→ Selected extract
Overview  |  Guides  |  Campus Examples  |  Documents to Download


An inquiry-based approach to developing outcomes and assessment is one that enables individuals (staff, faculty, and students) to examine their own examples of work in order to ask questions and learn from the process. This process can be used not only for assessment but also for program design - as a way to build a culture of inquiry and support continuous learning.

 

The University of Richmond's Bonner Center has developed this approach as a key strategy for defining student learning outcomes. They call the process "data labs." This section will explain more about it and provide helpful examples, steps, and instructions.

 

In that approach, staff, faculty, and student leaders reflect on examples of student learning (called "artifacts") and creatively ask questions. Such artifacts of student learning might include:

 

  • Videos of students' Senior Presentations of Learning
  • Essays written by students in service-learning courses
  • Written reflections and blogs
  • Spoken reflections during service immersion experiences
  • Students' written research papers
  • Students' senior theses and capstones
  • Students' e-portfolios

 

This process and approach is not confined to student work. An inquiry based data lab could also involve faculty work - examining assignment prompts, syllabi, and more. The University of Richmond has started doing this now with faculty in order to ask about their own learning and approaches to teaching.

 

An inquiry-based approach to assessment can provide fuel a center or campus's ability to be involved in ongoing learning, reflection, and continuous improvement. The University of Richmond, whose work is profiled throughout this section, has walked this path over the last five years, developing and using data labs and other hands-on methods to fuel learning while also developing outcomes and assessment.

→ Listing

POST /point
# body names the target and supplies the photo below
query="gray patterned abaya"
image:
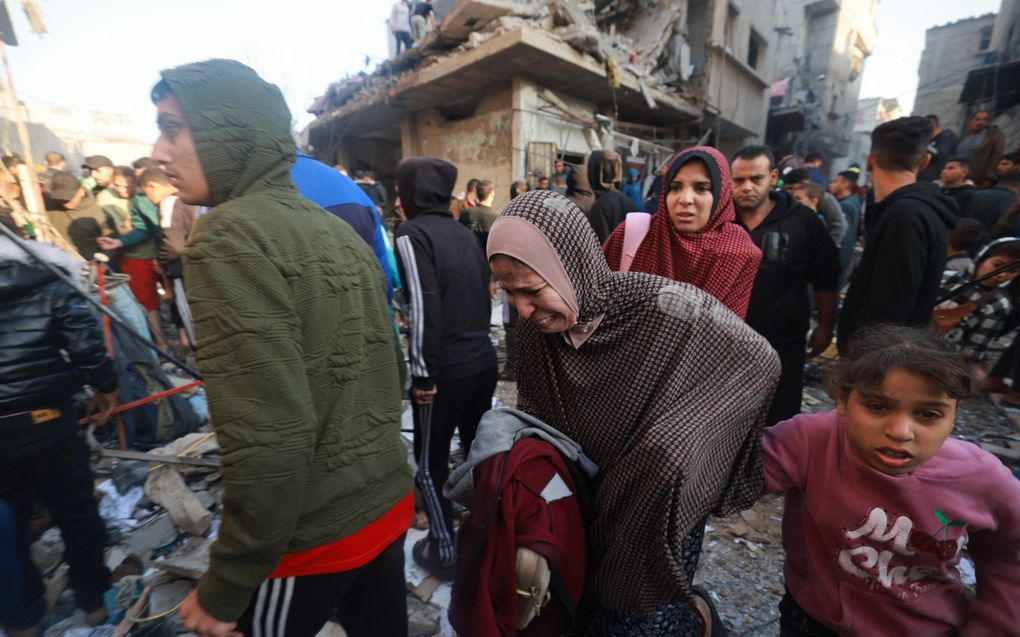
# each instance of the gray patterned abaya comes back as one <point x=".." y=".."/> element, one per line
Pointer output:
<point x="667" y="394"/>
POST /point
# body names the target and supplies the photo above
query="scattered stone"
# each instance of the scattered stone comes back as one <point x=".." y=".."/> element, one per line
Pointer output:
<point x="56" y="585"/>
<point x="207" y="499"/>
<point x="422" y="619"/>
<point x="155" y="533"/>
<point x="166" y="596"/>
<point x="332" y="629"/>
<point x="129" y="474"/>
<point x="47" y="551"/>
<point x="190" y="561"/>
<point x="166" y="487"/>
<point x="426" y="588"/>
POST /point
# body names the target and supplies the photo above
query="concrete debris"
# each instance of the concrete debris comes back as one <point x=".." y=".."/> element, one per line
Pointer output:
<point x="167" y="596"/>
<point x="191" y="561"/>
<point x="426" y="588"/>
<point x="422" y="618"/>
<point x="47" y="551"/>
<point x="155" y="533"/>
<point x="128" y="475"/>
<point x="56" y="585"/>
<point x="117" y="508"/>
<point x="166" y="487"/>
<point x="647" y="40"/>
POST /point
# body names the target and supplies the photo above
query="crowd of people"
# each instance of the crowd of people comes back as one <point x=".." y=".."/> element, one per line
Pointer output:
<point x="658" y="340"/>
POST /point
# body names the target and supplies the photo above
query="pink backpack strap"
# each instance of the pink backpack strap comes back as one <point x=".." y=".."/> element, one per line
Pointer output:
<point x="634" y="230"/>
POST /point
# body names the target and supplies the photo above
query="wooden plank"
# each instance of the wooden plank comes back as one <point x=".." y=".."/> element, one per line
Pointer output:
<point x="156" y="458"/>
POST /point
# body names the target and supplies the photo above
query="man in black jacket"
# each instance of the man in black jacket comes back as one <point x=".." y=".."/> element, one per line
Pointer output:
<point x="50" y="346"/>
<point x="605" y="173"/>
<point x="797" y="250"/>
<point x="453" y="362"/>
<point x="902" y="266"/>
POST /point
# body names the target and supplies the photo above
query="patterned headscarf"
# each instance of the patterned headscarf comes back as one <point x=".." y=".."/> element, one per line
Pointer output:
<point x="720" y="258"/>
<point x="667" y="396"/>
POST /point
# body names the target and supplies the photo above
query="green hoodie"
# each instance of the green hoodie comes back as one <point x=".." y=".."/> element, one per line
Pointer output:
<point x="294" y="340"/>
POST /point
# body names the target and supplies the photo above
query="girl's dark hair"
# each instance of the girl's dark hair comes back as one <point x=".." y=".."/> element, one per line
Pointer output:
<point x="160" y="91"/>
<point x="876" y="351"/>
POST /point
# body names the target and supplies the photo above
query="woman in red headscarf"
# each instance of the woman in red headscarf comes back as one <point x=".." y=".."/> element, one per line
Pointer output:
<point x="694" y="236"/>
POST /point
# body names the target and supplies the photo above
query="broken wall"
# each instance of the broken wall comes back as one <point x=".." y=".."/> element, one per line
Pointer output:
<point x="479" y="145"/>
<point x="537" y="122"/>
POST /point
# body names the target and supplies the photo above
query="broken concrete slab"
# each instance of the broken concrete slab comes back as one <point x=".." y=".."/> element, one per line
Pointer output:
<point x="422" y="619"/>
<point x="155" y="533"/>
<point x="166" y="487"/>
<point x="129" y="474"/>
<point x="47" y="551"/>
<point x="190" y="561"/>
<point x="166" y="596"/>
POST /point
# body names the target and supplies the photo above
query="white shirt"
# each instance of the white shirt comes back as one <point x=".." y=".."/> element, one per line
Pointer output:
<point x="400" y="17"/>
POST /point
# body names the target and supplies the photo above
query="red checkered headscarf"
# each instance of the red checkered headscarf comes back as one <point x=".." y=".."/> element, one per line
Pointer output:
<point x="720" y="258"/>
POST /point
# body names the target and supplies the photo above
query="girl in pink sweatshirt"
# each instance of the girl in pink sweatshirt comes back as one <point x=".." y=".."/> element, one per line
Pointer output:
<point x="880" y="502"/>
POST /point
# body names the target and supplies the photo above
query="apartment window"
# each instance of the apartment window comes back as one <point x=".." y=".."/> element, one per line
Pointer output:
<point x="985" y="39"/>
<point x="756" y="50"/>
<point x="732" y="15"/>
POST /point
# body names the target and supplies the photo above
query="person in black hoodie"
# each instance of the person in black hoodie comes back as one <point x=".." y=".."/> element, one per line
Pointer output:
<point x="902" y="266"/>
<point x="605" y="173"/>
<point x="453" y="362"/>
<point x="797" y="250"/>
<point x="50" y="347"/>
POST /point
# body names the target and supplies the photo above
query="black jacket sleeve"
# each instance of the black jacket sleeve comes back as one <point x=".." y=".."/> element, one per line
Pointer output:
<point x="899" y="272"/>
<point x="823" y="258"/>
<point x="81" y="335"/>
<point x="425" y="323"/>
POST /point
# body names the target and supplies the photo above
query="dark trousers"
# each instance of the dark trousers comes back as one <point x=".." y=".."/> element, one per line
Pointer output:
<point x="510" y="329"/>
<point x="404" y="38"/>
<point x="370" y="601"/>
<point x="794" y="622"/>
<point x="458" y="405"/>
<point x="10" y="574"/>
<point x="50" y="462"/>
<point x="786" y="402"/>
<point x="1008" y="364"/>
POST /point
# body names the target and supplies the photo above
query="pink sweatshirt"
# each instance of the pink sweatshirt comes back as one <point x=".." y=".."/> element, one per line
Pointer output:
<point x="869" y="553"/>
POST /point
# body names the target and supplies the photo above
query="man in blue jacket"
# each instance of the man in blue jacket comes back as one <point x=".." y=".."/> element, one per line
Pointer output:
<point x="339" y="195"/>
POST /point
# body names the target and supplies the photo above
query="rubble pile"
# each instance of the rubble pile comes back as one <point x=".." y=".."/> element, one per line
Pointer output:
<point x="645" y="39"/>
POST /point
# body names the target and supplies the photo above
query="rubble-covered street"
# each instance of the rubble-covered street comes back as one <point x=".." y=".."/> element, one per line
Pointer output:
<point x="163" y="516"/>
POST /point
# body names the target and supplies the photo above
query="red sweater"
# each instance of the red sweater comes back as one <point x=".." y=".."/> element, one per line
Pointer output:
<point x="870" y="553"/>
<point x="485" y="595"/>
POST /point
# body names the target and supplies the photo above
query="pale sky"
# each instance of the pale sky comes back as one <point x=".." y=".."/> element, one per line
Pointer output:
<point x="890" y="71"/>
<point x="106" y="54"/>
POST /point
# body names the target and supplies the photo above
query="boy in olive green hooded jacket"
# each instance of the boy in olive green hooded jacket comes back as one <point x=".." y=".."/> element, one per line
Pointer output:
<point x="302" y="371"/>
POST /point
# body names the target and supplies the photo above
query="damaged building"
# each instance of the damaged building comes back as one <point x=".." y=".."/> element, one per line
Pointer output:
<point x="502" y="89"/>
<point x="821" y="48"/>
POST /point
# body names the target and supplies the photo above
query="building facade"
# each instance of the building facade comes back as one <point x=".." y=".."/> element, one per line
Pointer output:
<point x="951" y="52"/>
<point x="820" y="51"/>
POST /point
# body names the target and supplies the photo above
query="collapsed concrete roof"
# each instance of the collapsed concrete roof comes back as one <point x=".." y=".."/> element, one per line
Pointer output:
<point x="633" y="48"/>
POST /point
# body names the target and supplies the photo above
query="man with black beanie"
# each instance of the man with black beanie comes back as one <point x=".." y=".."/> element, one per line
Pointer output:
<point x="903" y="261"/>
<point x="453" y="362"/>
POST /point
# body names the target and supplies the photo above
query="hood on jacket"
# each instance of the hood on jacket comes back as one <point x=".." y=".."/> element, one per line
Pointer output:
<point x="1002" y="246"/>
<point x="240" y="123"/>
<point x="425" y="184"/>
<point x="605" y="170"/>
<point x="18" y="279"/>
<point x="944" y="205"/>
<point x="577" y="183"/>
<point x="498" y="430"/>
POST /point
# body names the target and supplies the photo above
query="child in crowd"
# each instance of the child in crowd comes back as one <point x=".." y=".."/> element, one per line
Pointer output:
<point x="972" y="316"/>
<point x="964" y="240"/>
<point x="880" y="502"/>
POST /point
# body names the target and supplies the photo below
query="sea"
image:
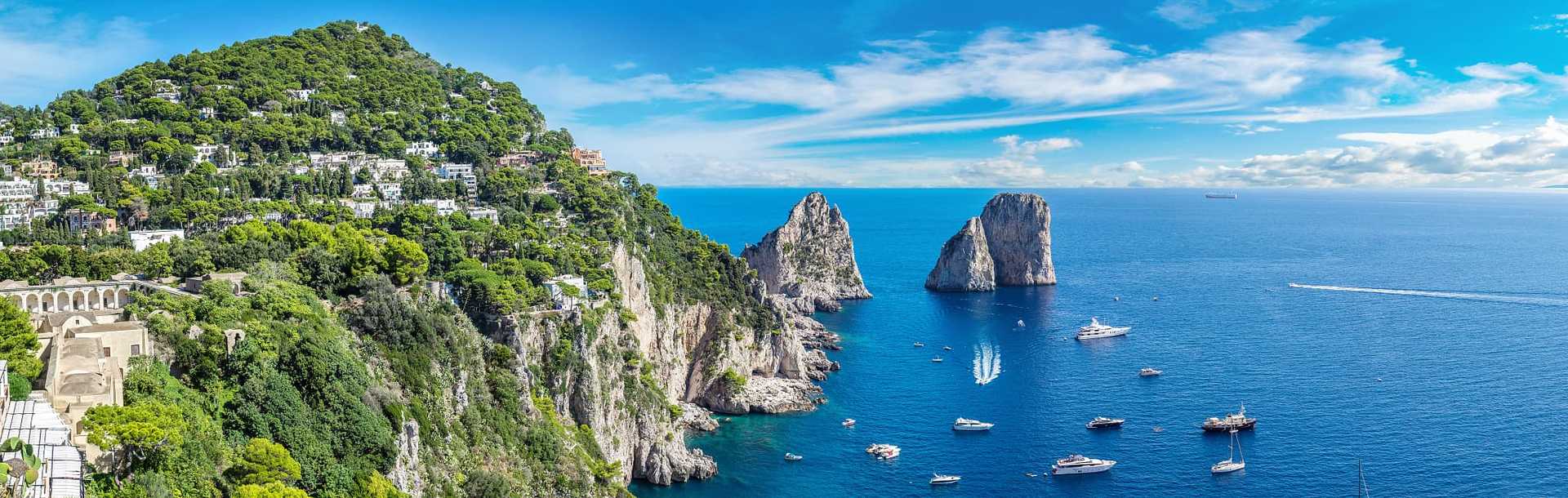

→ Written problem 1
Answer these questions using the text on inquiry-based assessment:
(a) What does the University of Richmond's Bonner Center call the process?
(b) What name is given to the examples of student learning that participants reflect on?
(c) Over what span of time has the University of Richmond walked this path?
→ Written problem 2
Does each statement below agree with the text on inquiry-based assessment? Give yes or no for each and quote the words that decide it.
(a) The process is meant for assessment alone.
(b) Students' e-portfolios are among the listed artifacts of student learning.
(c) A data lab could examine faculty syllabi.

→ Final result 1
(a) "Data labs."
(b) "Artifacts."
(c) The last five years.

→ Final result 2
(a) No: "This process can be used not only for assessment but also for program design"
(b) Yes: "Students' e-portfolios"
(c) Yes: "An inquiry based data lab could also involve faculty work - examining assignment prompts, syllabi, and more."